» DIRECTION: Find every line in the records below that contains the word "oven", and copy each of those lines.

——————

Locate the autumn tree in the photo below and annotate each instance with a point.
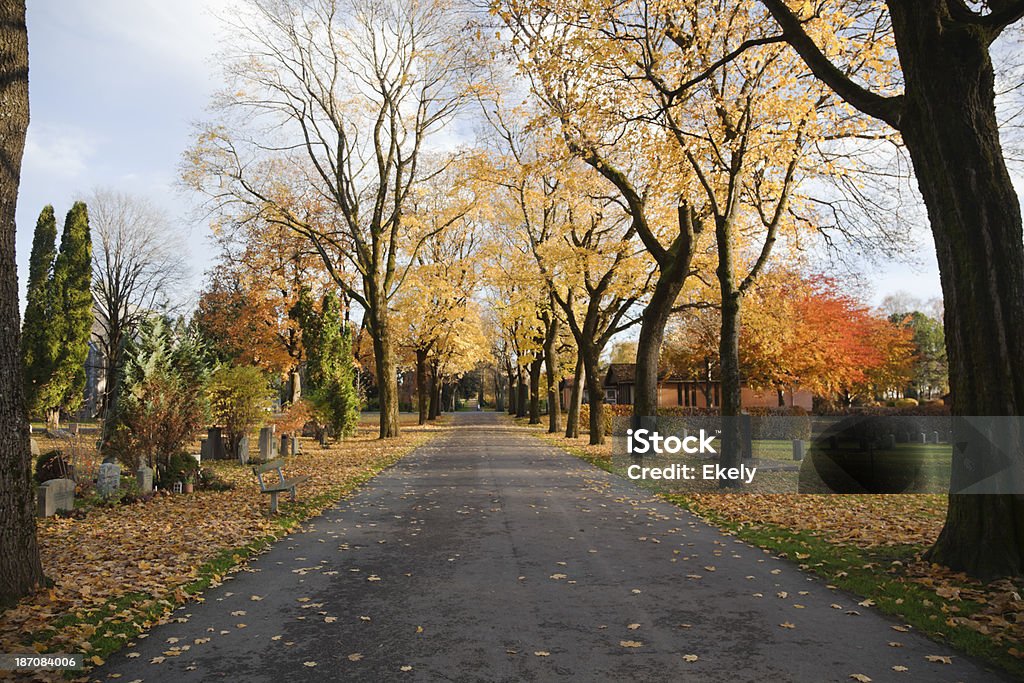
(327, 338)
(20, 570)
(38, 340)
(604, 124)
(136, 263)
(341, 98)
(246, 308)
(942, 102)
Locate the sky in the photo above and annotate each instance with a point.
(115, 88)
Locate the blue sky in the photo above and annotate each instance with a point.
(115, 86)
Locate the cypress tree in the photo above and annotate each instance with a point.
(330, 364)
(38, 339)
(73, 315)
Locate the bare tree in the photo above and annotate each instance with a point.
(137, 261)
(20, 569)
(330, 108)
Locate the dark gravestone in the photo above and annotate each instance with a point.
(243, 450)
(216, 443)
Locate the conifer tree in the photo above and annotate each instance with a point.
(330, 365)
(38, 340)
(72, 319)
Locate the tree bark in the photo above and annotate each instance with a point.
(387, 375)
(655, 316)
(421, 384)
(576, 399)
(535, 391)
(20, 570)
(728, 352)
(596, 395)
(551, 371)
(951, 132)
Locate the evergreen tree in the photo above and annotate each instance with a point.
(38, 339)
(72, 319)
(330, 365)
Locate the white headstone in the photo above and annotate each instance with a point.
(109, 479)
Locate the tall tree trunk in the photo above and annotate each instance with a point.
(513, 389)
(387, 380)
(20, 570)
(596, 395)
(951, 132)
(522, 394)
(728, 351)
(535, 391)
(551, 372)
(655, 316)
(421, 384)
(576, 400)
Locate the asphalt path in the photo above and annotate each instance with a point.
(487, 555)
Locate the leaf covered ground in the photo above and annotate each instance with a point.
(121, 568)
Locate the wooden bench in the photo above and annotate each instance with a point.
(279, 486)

——————

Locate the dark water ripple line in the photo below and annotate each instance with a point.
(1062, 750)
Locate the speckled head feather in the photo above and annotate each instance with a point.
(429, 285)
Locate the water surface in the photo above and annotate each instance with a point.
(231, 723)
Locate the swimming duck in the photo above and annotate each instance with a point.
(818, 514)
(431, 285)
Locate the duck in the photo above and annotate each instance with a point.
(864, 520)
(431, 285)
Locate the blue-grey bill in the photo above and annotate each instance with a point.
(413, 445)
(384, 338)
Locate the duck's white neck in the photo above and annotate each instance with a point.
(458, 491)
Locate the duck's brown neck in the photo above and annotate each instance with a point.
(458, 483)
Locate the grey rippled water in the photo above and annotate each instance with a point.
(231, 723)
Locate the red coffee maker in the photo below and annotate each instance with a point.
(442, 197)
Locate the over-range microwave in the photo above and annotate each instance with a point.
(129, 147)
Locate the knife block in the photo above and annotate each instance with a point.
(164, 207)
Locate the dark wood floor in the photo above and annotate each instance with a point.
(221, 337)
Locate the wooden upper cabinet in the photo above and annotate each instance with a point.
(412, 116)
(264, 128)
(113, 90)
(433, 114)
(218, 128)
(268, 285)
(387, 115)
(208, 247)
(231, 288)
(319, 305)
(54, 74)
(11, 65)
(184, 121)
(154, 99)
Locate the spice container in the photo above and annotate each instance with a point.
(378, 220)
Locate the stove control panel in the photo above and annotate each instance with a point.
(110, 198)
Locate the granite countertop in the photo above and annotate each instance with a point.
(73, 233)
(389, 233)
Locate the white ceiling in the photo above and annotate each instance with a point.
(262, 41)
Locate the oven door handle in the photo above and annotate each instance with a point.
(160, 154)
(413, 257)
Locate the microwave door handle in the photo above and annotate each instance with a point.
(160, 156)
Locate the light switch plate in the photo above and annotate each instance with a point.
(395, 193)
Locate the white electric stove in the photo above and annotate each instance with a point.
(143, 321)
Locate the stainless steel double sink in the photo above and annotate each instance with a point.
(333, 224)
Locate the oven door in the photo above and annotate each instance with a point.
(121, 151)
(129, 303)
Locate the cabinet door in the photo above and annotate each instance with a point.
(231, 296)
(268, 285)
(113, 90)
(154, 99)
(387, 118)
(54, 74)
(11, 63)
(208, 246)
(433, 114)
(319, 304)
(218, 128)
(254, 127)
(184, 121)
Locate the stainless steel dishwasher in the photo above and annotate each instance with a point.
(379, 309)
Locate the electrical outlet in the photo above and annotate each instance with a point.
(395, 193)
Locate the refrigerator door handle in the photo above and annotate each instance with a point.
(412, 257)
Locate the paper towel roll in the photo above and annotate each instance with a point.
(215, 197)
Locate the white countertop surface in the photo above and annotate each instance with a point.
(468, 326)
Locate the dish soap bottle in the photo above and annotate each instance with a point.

——————

» OUTPUT OF THE EXERCISE:
Locate the oven door handle in the photo above and annotate each instance with a point.
Locate the oven door in the photo above and annotate each instance with a point.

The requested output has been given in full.